DATA:
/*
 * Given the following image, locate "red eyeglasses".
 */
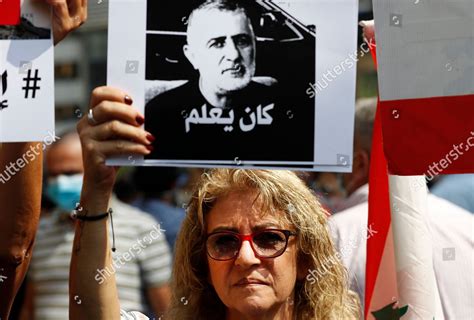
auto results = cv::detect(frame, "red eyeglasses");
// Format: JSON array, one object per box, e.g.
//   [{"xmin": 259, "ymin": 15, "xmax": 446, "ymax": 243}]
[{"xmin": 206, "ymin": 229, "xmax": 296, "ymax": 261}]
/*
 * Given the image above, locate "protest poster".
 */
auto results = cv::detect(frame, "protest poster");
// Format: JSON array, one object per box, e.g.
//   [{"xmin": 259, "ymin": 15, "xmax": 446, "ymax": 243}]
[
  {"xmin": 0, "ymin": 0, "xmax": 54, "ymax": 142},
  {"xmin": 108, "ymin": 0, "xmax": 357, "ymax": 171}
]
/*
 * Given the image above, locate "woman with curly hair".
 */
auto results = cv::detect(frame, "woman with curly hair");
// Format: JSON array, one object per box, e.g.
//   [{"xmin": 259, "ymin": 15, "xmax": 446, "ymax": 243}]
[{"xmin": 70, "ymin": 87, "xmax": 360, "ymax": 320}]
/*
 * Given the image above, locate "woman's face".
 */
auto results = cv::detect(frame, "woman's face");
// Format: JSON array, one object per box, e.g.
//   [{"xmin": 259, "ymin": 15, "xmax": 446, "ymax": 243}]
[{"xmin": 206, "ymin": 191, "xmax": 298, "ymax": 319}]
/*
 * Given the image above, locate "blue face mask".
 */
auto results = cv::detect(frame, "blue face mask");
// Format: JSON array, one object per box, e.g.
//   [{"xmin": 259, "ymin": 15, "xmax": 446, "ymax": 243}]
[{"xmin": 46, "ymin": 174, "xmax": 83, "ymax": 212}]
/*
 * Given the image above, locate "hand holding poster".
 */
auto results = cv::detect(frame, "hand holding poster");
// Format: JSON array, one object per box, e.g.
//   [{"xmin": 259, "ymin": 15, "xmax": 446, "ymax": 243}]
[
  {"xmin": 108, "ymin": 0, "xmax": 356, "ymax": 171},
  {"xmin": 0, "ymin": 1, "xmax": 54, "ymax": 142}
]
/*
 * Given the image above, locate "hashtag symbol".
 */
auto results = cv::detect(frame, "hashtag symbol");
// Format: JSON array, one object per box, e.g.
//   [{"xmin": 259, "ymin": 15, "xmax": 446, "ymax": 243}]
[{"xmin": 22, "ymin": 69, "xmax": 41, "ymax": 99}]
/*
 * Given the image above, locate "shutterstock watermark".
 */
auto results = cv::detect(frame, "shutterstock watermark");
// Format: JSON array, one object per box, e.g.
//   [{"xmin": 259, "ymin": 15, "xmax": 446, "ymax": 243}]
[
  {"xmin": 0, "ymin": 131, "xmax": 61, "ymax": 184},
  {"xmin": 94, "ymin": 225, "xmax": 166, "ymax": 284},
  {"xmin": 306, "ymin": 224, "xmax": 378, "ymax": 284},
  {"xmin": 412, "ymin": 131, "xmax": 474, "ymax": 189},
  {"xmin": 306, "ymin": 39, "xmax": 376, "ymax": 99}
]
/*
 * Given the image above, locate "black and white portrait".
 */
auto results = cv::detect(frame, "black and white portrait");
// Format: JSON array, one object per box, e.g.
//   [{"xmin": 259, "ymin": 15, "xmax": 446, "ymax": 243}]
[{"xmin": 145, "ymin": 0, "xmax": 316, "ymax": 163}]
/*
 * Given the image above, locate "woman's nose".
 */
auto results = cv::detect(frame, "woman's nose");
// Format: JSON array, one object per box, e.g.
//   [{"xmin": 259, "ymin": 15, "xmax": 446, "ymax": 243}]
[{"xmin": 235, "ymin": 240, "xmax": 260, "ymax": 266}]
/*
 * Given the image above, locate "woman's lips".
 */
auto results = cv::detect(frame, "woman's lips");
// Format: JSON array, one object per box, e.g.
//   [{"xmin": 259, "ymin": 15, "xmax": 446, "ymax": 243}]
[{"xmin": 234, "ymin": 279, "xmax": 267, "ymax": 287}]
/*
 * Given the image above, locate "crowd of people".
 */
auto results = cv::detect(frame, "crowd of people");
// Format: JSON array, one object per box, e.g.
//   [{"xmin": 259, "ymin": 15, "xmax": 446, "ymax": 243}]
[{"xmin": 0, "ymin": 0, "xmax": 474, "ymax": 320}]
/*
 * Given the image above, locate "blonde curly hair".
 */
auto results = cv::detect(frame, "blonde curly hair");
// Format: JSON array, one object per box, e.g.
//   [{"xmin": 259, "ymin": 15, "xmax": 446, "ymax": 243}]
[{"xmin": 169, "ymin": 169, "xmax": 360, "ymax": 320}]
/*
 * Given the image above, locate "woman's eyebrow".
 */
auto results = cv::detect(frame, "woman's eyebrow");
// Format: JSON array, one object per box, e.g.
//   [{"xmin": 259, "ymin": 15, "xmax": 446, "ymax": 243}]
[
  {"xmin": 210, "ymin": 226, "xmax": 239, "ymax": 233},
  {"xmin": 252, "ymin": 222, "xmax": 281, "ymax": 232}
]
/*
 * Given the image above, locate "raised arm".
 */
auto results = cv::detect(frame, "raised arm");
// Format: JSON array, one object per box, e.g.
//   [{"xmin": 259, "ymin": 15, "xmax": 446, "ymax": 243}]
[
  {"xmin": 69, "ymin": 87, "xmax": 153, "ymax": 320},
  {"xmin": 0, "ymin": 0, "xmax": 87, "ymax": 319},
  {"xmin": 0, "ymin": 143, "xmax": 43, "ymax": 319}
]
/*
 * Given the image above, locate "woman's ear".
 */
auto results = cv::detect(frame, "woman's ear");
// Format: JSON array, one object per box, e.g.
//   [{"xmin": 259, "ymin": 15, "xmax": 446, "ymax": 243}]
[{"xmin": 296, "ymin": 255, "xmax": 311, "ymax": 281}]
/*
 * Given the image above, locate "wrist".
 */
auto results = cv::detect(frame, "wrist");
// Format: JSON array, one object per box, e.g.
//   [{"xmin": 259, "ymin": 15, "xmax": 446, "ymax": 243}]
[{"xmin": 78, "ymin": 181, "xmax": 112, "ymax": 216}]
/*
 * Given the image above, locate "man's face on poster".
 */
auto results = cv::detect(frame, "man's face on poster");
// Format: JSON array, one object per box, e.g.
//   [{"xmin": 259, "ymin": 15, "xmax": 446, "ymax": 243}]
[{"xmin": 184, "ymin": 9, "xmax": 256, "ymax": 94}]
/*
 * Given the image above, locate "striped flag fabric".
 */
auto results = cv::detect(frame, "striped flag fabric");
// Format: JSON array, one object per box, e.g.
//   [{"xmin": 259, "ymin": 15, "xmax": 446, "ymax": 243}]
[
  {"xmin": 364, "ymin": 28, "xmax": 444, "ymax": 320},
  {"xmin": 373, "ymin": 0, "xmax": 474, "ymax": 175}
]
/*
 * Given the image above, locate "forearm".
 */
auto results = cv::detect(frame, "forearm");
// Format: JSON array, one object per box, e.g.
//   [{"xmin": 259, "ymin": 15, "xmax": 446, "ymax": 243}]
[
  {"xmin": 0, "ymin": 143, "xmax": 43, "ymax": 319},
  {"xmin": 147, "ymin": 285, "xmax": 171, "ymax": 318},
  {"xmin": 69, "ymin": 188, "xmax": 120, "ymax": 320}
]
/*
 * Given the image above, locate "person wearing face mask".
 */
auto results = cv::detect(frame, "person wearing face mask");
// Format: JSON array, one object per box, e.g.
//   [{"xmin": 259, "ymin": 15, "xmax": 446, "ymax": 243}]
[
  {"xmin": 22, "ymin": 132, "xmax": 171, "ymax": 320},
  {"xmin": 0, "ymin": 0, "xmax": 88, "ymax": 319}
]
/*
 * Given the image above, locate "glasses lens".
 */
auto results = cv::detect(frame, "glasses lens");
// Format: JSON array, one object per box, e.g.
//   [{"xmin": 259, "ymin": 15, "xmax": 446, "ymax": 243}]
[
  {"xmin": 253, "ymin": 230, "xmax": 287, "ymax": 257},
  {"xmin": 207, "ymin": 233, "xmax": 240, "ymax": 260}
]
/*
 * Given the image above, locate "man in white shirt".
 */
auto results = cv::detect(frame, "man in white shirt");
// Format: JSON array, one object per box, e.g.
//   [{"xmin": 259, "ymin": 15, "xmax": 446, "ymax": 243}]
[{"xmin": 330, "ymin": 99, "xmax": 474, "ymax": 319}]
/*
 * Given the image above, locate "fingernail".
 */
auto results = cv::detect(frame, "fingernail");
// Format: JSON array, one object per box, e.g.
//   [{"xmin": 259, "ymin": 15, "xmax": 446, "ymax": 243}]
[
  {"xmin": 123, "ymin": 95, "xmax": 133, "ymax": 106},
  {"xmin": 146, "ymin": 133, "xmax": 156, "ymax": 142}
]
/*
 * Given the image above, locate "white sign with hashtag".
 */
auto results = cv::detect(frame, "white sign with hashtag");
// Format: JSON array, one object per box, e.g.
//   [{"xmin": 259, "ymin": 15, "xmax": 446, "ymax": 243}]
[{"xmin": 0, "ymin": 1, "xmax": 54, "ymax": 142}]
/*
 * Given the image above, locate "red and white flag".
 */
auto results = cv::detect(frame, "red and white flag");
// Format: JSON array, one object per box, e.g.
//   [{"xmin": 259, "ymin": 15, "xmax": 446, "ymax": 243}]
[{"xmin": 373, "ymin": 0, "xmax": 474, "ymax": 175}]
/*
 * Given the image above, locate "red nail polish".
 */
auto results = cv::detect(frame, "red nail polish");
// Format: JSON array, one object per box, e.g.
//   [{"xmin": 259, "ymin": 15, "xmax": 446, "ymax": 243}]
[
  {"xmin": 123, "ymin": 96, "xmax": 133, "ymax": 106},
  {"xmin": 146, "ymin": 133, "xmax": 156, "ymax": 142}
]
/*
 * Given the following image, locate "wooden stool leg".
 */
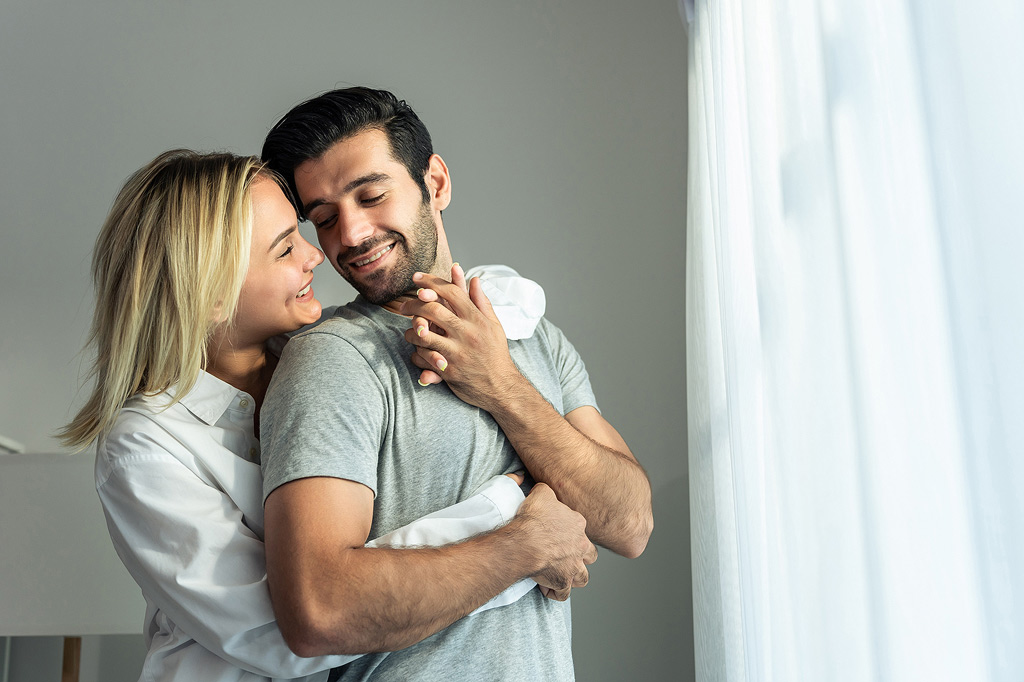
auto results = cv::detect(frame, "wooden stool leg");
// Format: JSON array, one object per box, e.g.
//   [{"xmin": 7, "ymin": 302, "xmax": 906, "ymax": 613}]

WORK TO COMPLETE: Locate every line in the rows above that contains the word "people", and copy each of those lines in full.

FINISHED EXERCISE:
 * Given the image above, locate "crowd of people".
auto results = cv::detect(frame, "crowd of people");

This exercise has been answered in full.